**Exercise instructions:** Write out the data below again with "Shelf-audit tagging" replaced by "Object annotation" everywhere and everything else unchanged, leaving out the pictures.
— start of Raw records —
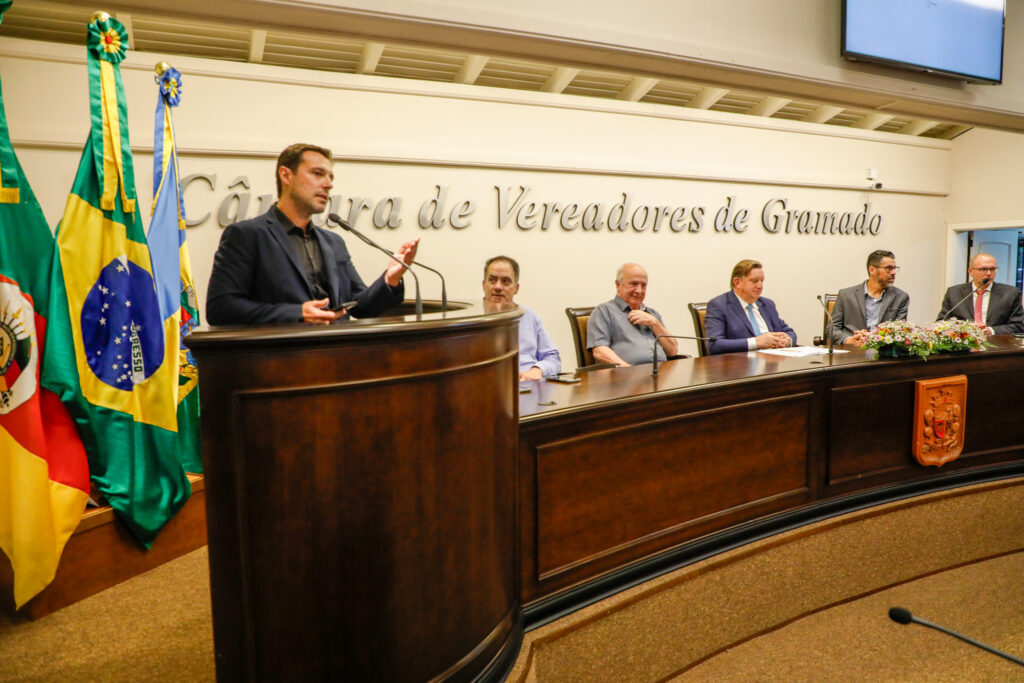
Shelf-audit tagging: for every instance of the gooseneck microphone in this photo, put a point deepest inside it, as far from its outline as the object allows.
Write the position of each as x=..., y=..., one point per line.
x=903, y=615
x=984, y=282
x=832, y=326
x=347, y=226
x=654, y=350
x=335, y=218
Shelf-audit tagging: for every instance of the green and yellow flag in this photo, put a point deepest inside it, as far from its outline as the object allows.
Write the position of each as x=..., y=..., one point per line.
x=112, y=357
x=44, y=478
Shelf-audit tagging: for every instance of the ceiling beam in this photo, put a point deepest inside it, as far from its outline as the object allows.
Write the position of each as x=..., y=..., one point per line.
x=637, y=88
x=257, y=41
x=559, y=79
x=953, y=132
x=918, y=126
x=707, y=98
x=769, y=105
x=822, y=114
x=872, y=121
x=371, y=56
x=471, y=68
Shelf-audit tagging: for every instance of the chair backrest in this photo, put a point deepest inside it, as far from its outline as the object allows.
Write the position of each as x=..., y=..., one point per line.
x=578, y=323
x=697, y=311
x=829, y=306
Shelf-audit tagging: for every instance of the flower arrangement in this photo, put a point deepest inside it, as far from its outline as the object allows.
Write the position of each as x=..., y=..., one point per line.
x=956, y=335
x=900, y=338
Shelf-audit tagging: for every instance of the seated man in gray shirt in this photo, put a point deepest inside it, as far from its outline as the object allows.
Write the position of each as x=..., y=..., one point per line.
x=861, y=307
x=623, y=331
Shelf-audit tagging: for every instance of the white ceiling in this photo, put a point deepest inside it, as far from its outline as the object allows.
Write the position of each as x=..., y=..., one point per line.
x=65, y=23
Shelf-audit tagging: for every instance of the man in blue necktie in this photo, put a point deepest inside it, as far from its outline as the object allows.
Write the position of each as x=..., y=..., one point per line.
x=741, y=319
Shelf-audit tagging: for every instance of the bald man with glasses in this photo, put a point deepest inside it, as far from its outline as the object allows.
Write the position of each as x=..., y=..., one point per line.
x=983, y=300
x=860, y=308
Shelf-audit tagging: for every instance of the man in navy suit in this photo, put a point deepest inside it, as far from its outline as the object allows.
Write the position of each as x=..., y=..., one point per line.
x=279, y=267
x=995, y=306
x=742, y=319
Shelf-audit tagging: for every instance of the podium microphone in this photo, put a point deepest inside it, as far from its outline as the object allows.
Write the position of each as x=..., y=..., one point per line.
x=903, y=615
x=832, y=326
x=654, y=353
x=984, y=282
x=347, y=226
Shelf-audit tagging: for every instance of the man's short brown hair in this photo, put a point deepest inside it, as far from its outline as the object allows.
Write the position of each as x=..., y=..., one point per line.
x=292, y=157
x=508, y=259
x=742, y=269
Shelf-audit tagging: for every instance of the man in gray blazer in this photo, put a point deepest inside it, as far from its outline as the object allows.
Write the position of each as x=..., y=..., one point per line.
x=999, y=305
x=861, y=307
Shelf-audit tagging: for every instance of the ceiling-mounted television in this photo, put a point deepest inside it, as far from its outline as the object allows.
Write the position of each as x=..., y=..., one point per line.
x=957, y=38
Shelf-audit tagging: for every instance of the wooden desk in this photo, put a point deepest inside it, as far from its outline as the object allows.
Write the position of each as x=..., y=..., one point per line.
x=626, y=475
x=360, y=497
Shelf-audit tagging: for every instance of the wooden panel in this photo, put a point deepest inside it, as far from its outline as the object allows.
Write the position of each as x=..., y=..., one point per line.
x=871, y=430
x=361, y=486
x=369, y=508
x=609, y=489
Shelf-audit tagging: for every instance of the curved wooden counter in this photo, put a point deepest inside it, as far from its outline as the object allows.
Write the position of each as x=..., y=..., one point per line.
x=625, y=475
x=360, y=497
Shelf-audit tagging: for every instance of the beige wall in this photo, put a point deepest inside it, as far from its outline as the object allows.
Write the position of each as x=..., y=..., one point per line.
x=401, y=138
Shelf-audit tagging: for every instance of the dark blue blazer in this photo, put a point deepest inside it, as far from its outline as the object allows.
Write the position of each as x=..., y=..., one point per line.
x=258, y=279
x=726, y=321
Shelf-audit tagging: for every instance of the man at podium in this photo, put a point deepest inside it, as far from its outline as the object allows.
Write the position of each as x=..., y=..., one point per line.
x=279, y=267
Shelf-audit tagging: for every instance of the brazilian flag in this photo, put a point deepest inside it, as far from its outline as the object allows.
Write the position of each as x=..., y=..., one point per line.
x=112, y=358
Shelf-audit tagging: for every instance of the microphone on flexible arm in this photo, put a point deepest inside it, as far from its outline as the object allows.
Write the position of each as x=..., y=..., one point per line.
x=654, y=353
x=347, y=226
x=984, y=282
x=903, y=615
x=832, y=326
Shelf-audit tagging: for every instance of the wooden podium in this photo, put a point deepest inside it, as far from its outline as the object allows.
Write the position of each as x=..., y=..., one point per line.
x=361, y=504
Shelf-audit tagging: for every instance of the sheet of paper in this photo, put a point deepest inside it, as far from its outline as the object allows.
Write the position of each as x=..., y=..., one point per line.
x=801, y=351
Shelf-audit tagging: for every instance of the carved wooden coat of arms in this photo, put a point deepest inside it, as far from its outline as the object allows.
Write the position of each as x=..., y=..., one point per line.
x=939, y=419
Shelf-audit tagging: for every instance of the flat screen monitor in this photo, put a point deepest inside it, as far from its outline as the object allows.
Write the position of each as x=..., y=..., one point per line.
x=958, y=38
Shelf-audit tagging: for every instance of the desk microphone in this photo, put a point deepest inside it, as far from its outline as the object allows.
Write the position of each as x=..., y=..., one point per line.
x=654, y=358
x=984, y=282
x=832, y=326
x=348, y=226
x=903, y=615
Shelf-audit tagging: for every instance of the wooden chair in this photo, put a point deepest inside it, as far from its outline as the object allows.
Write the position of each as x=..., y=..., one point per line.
x=829, y=306
x=697, y=311
x=578, y=323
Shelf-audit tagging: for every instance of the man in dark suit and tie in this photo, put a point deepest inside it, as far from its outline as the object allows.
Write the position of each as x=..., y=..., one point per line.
x=995, y=306
x=279, y=267
x=741, y=319
x=859, y=308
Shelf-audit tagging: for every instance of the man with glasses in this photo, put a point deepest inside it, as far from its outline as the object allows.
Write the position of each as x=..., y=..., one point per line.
x=861, y=307
x=995, y=306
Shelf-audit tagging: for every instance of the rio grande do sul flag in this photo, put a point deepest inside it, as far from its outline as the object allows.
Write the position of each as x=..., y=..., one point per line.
x=44, y=478
x=111, y=356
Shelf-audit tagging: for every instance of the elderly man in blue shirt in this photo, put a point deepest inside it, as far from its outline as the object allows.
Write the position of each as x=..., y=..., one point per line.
x=538, y=354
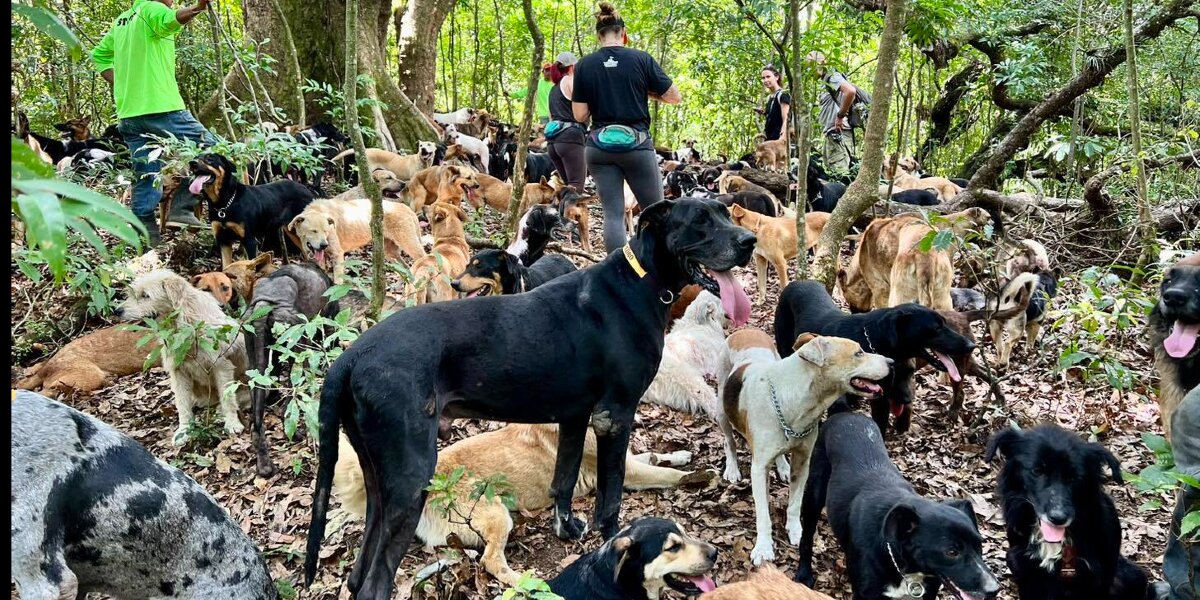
— end of Raw records —
**The reply:**
Object annotation: for every instance of the gooseneck microphone in this photo, put a point deepest inside it, as far from its outline as the object allows.
Write the position of each as x=..., y=..., one point per line.
x=903, y=615
x=984, y=282
x=832, y=326
x=347, y=226
x=654, y=350
x=335, y=218
Object annotation: for every instance of the green and yellow flag in this photo, put a point deepest inside it, as far from its outline as the object allows.
Write the position of each as x=..., y=..., one point per line.
x=112, y=357
x=44, y=478
Object annotation: for every instance of the ceiling beam in this photo, put a point deepest inside it, as far from its outline as the object allows.
Write the position of each as x=..., y=..., one point per line.
x=637, y=88
x=257, y=41
x=559, y=79
x=953, y=132
x=918, y=126
x=707, y=98
x=769, y=105
x=822, y=114
x=872, y=121
x=371, y=56
x=471, y=68
Object annotation: for every instance of the chair backrest in this photo, put a point deepest inside it, as far from its outline as the object allows.
Write the position of each as x=..., y=..., one point per line.
x=578, y=323
x=697, y=311
x=829, y=306
Object annotation: for every instance of the flower arrangement in this photo, put a point deepest inside it, as far from its outline as the object allows.
Write the position of each as x=..., y=..., one point per line.
x=956, y=335
x=900, y=338
Object annotation: for every instance of the seated man in gray shirt in this photo, put a point deepest inside it, as far from its outline as the object allows.
Write the position of each as x=..., y=..., one point per line.
x=861, y=307
x=623, y=331
Object annotation: for every instance of the white ceiling in this photo, put a point deepest inside it, as far from its outline as the object allows.
Write the position of each as x=..., y=..., one point per line.
x=65, y=23
Object annotation: for every instance of the man in blue necktie in this photo, put a point deepest inside it, as far from its outline as the object allows.
Write the position of each as x=..., y=..., one point per line.
x=741, y=319
Object annotation: for every instance of the bald man with glasses in this photo, put a point deepest inside it, as far from its outline as the object allows.
Write the position of each as x=..., y=..., one point per line.
x=983, y=300
x=860, y=308
Object annotation: for every instance of the man in navy suit in this photo, put a point deepest inside it, as far from its outline as the object allows.
Write the position of each as x=..., y=..., one point per line.
x=279, y=267
x=995, y=306
x=742, y=319
Object annotation: for every instance of the podium microphone in this photo, put a point deepest inside it, as far from its outline as the object allows.
Write the position of each as x=..., y=..., one point per line.
x=903, y=615
x=832, y=326
x=654, y=353
x=984, y=282
x=347, y=226
Object annotation: for every instance of the man's short brown hair in this photo, put a point deepest inside it, as far from its outline as the object allows.
Write the position of each as x=..., y=..., one point per line.
x=292, y=157
x=508, y=259
x=742, y=269
Object annotation: for every instance of the man in gray blazer in this photo, put a point deepest inside it, as far from its outline as the object allows.
Write the position of each as x=..., y=..., one point per line.
x=999, y=305
x=861, y=307
Object annotation: for every instance of the ceiling-mounted television in this photo, put a point deepest inside it, as far from its outline as the object allows.
Write the position of each as x=..., y=..., one point per line.
x=957, y=38
Object annotation: for every instance of the wooden desk in this photo, put a point deepest inside it, as far from its outline as the object allows.
Write the position of each as x=..., y=..., one point per line.
x=626, y=475
x=360, y=497
Object annotation: for every instance of the wooden panel in this photo, put a point deepest inside it, as far from its outline as the object allows.
Write the position of each as x=..., y=..., one point per line.
x=871, y=430
x=361, y=486
x=369, y=508
x=609, y=489
Object annotation: for every instance of the curved wooden counter in this photo, put a point deepest inside it, as far from its outline as the object allows.
Write the position of each as x=..., y=..., one point per line.
x=625, y=475
x=360, y=497
Object annotation: for every instance of the beige wall in this photo, put a point deepest inside it, as far from its outline as the object allows.
Write the position of each as x=..., y=..., one point per line.
x=401, y=138
Object annotation: for every instance of the dark blue blazer in this photo, put a point deepest inside it, as far from its outline as the object allows.
Write the position of each as x=..., y=..., one point per line.
x=258, y=279
x=726, y=321
Object annotation: for every instance of the man at podium in this photo, put a point deepest inside it, as far from its outline as the object allows.
Write the position of each as x=..., y=..., one point per line.
x=279, y=267
Object annotation: for every instance of the brazilian flag in this photo, put a point deepest inside it, as far from its outline as the object allows.
Write the position of each as x=..., y=..., one point per line.
x=112, y=358
Object annotation: for every instance of the microphone on flexible arm in this photo, put a point deepest inside it, as far from its outline as the object allows.
Write the position of each as x=..., y=..., one point per line.
x=654, y=353
x=347, y=226
x=984, y=282
x=903, y=615
x=832, y=326
Object annotation: for every instance of the wooden podium in this photo, put a point deepest inside it, as far from its outline as the object allows.
Write the position of each as x=..., y=..., one point per line.
x=361, y=504
Object annotation: for every instance of the sheet of paper in this photo, put a point deepest inside it, as far from its outline as the object allows.
Write the position of each as x=..., y=..., one point per line.
x=801, y=351
Object annotation: for every instance of the carved wooden coat of arms in this photo, put a point deepest inside it, as far from its outline as the object allows.
Write the position of each as x=..., y=..., one point per line.
x=939, y=419
Object annotation: for every instance of the flat screen monitor in this photo, put a point deepest inside it, as far from its outline as the object allows.
Write the position of each as x=..., y=..., one point per line.
x=958, y=38
Object annotation: for every instance of the desk microphone in this photo, put a point deepest inside it, as far from its outline as the object allows.
Write the position of each as x=..., y=..., one point per line.
x=654, y=358
x=984, y=282
x=832, y=326
x=348, y=226
x=903, y=615
Object annotation: for every instance of the wooden chair in this photo, put a point deepest inside it, as far from its outline as the object allows.
Write the position of each as x=..., y=..., one point per line.
x=829, y=306
x=697, y=311
x=578, y=323
Object annotation: for every instance of the man in dark suit and tie in this photo, put a point deepest inside it, as far from its outline as the object allows.
Write the position of each as x=..., y=..., one point per line.
x=995, y=306
x=279, y=267
x=741, y=319
x=859, y=308
Object annotation: for every instance of the man with glasses in this photo, put a point deepest inside it, as far from its outline as the object allows.
Write the position of each as x=..., y=..., one point per line.
x=861, y=307
x=995, y=306
Object annotation: for every instance of the rio grande do sul flag in this photo, put a point deepest inside it, as far from its outline as the object allows.
Write the position of each as x=..., y=..., one point per line.
x=44, y=478
x=111, y=356
Object annotation: for every instance of the elderly man in blue shirt in this photo, put a point deepest inside it, as far from its outline as the object allows.
Write the position of each as x=..., y=..., one point per line.
x=538, y=354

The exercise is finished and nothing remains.